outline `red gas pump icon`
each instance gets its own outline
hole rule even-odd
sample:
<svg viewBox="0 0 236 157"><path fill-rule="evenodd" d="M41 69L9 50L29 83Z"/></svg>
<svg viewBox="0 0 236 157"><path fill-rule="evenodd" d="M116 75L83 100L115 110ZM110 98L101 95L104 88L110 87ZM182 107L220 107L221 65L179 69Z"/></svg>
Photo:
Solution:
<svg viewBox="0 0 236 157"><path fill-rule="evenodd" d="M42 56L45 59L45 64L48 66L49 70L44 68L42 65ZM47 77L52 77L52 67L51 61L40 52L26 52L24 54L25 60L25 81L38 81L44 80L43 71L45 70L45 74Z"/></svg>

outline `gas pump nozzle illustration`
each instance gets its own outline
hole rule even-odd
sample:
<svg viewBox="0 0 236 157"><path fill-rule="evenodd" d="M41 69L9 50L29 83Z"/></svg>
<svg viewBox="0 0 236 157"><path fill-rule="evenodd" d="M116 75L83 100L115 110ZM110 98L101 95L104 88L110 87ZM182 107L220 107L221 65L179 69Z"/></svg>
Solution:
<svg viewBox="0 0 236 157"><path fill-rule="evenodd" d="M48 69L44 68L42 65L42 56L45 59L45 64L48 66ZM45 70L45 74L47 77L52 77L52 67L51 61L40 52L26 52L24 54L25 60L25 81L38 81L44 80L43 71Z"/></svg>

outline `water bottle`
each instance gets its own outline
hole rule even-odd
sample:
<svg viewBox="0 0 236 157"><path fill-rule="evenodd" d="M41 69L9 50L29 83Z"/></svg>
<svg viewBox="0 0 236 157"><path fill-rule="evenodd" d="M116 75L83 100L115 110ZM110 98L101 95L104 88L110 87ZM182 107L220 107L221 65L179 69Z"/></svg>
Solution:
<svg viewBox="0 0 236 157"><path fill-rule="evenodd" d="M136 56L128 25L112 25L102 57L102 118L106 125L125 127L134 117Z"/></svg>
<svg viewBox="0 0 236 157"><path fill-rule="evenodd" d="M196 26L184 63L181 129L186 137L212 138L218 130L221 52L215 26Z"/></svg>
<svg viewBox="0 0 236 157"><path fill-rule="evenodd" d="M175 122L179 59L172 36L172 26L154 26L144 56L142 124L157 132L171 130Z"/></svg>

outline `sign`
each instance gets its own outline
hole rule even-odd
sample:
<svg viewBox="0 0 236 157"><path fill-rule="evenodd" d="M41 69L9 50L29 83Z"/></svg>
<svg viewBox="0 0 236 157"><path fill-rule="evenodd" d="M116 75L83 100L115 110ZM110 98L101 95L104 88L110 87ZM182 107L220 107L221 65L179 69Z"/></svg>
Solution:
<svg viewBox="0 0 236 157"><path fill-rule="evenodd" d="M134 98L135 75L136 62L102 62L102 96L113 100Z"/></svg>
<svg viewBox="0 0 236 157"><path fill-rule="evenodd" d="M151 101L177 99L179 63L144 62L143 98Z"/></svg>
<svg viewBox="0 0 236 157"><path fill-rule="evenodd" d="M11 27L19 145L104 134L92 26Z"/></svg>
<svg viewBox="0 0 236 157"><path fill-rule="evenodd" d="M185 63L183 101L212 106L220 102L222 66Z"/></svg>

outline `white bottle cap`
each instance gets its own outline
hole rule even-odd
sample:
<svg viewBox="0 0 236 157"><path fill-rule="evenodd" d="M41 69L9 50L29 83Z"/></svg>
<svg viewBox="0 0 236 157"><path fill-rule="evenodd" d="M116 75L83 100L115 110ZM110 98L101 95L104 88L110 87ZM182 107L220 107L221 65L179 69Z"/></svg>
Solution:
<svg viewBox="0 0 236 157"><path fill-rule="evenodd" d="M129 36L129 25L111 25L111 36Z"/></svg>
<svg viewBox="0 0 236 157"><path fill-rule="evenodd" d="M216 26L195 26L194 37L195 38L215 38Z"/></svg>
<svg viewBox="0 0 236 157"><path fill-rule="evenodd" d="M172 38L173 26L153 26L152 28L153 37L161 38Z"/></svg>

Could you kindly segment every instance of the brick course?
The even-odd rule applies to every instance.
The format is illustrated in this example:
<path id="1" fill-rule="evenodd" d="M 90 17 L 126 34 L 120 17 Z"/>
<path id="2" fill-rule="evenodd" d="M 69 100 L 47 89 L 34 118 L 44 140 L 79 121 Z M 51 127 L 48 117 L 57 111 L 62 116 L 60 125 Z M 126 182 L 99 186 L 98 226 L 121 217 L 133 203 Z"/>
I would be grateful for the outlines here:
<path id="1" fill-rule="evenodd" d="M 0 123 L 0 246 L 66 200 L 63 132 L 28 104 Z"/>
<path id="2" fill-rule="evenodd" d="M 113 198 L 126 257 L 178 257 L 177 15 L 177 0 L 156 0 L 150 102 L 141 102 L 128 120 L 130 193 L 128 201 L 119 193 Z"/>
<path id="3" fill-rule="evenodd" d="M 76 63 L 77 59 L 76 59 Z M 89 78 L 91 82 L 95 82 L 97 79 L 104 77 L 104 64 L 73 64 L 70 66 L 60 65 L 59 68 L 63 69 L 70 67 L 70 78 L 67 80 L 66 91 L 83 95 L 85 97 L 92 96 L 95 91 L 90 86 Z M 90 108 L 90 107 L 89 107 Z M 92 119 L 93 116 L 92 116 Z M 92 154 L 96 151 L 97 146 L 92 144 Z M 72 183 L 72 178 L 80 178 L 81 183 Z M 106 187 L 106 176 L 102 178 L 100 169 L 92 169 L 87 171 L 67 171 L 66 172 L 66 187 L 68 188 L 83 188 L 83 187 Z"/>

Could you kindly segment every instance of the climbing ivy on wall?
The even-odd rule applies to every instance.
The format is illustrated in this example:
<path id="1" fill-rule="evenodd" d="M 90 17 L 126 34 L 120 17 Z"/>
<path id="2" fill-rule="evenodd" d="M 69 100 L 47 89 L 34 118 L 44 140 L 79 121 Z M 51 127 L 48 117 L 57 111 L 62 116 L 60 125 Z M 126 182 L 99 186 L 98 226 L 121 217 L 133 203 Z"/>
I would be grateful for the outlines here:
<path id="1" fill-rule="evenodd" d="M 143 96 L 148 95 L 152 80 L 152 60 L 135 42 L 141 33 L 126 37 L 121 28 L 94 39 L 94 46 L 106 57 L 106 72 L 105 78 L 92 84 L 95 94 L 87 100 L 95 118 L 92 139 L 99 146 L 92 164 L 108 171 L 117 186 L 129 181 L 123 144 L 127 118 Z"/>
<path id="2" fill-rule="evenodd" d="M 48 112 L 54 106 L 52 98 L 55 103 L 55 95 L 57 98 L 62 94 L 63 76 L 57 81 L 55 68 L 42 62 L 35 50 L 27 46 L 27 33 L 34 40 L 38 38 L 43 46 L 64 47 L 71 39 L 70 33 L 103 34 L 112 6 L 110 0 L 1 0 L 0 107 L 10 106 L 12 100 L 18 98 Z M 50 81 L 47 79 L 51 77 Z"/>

==

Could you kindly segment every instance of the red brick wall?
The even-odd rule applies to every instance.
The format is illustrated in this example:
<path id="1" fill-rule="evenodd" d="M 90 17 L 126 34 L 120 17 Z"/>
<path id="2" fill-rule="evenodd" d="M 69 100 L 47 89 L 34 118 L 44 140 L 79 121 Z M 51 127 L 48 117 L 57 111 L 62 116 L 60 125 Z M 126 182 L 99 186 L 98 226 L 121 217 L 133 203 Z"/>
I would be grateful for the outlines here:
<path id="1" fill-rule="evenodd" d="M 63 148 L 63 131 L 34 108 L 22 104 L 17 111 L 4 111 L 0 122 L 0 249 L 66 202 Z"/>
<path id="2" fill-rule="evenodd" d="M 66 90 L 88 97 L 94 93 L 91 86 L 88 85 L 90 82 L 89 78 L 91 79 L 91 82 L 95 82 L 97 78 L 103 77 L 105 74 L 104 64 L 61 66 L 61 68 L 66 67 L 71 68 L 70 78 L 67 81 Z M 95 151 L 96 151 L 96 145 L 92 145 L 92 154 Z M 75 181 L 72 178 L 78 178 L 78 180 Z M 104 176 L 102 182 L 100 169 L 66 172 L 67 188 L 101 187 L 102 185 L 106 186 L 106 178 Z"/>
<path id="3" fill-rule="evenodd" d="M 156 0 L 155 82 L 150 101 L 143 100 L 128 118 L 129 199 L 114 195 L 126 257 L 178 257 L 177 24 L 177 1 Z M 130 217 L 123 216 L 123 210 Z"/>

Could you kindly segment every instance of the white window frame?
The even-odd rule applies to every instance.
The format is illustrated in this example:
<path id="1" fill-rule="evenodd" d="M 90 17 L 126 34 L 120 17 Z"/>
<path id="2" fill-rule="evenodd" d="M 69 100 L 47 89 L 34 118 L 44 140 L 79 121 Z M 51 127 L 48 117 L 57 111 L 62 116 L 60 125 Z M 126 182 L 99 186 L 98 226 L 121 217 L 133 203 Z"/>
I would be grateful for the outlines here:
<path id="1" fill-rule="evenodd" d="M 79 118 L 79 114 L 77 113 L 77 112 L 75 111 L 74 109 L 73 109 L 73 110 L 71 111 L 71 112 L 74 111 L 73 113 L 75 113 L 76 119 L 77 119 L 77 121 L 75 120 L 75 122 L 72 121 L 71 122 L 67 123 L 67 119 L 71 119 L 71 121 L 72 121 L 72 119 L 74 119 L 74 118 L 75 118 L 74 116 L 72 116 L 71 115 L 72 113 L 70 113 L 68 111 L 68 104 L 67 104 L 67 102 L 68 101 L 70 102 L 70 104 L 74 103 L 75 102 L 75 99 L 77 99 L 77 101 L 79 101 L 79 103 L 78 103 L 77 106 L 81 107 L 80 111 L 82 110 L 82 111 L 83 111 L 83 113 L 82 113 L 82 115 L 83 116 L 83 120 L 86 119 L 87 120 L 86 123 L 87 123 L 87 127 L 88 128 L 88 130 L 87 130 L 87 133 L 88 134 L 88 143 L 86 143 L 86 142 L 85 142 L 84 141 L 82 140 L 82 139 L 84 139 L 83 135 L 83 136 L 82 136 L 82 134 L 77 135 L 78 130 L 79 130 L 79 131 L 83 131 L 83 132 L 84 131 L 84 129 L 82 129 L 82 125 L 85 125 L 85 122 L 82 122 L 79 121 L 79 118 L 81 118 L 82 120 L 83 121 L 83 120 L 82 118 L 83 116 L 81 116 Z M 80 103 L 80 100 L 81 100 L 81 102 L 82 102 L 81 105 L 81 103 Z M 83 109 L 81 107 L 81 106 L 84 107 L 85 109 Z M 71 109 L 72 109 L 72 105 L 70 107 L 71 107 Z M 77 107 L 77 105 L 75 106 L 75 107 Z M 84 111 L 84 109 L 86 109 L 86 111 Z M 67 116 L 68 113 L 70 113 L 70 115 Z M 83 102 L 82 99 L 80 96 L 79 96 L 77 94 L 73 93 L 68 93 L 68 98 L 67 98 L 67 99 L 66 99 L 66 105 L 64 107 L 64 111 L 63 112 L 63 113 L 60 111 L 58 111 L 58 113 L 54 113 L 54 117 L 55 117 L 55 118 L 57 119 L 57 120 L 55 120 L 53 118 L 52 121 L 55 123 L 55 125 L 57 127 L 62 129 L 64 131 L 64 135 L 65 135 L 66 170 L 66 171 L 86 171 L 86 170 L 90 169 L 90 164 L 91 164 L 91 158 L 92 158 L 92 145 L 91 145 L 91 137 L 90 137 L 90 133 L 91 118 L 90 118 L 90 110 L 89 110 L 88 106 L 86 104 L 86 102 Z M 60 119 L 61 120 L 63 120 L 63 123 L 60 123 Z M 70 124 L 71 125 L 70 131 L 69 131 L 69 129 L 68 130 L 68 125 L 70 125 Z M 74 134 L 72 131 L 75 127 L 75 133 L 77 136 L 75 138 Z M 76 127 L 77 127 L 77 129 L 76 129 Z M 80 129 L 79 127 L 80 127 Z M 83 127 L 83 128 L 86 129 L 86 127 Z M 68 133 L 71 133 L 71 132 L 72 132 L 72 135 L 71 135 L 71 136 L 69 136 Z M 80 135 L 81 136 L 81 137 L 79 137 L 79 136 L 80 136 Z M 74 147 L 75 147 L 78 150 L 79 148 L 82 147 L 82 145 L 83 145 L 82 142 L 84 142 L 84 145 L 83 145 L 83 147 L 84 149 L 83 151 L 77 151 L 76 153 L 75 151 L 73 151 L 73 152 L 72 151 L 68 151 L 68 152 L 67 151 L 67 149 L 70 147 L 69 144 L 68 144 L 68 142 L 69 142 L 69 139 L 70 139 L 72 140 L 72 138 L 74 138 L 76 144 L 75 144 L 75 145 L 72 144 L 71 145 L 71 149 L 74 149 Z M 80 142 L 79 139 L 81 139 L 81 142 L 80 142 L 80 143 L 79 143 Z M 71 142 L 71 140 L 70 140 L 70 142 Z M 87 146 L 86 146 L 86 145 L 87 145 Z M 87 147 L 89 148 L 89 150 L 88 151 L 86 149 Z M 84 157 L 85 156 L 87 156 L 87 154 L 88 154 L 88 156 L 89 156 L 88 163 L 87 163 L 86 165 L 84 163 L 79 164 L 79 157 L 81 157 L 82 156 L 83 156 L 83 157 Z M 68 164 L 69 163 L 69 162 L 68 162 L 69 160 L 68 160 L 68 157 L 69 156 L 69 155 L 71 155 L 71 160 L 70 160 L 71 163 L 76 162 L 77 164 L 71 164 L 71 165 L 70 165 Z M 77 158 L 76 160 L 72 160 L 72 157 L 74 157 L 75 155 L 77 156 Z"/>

» **AIM OF THE TASK**
Please put the stretch of material above, from the line containing "Could you kindly segment every instance of the brick" through the line containing "113 198 L 126", into a JSON list of strings, one string per line, with blank lines left out.

» **OUTPUT OF THE TASK**
[
  "Could you kindly segment every instance of the brick course?",
  "The even-odd rule applies to every instance.",
  "The format is illustrated in this example:",
  "<path id=\"1\" fill-rule=\"evenodd\" d=\"M 90 17 L 126 34 L 120 17 Z\"/>",
  "<path id=\"2\" fill-rule=\"evenodd\" d=\"M 69 100 L 47 89 L 34 118 L 44 140 L 79 121 Z M 51 127 L 48 117 L 57 111 L 62 116 L 60 125 Z M 126 182 L 99 186 L 98 226 L 121 217 L 133 203 Z\"/>",
  "I would be grateful for the outlines here:",
  "<path id=\"1\" fill-rule=\"evenodd\" d=\"M 0 123 L 0 246 L 66 200 L 63 132 L 28 104 Z\"/>",
  "<path id=\"2\" fill-rule=\"evenodd\" d=\"M 113 198 L 126 257 L 178 257 L 177 15 L 177 0 L 156 0 L 150 102 L 141 102 L 128 120 L 130 193 L 128 201 L 119 193 Z\"/>"
]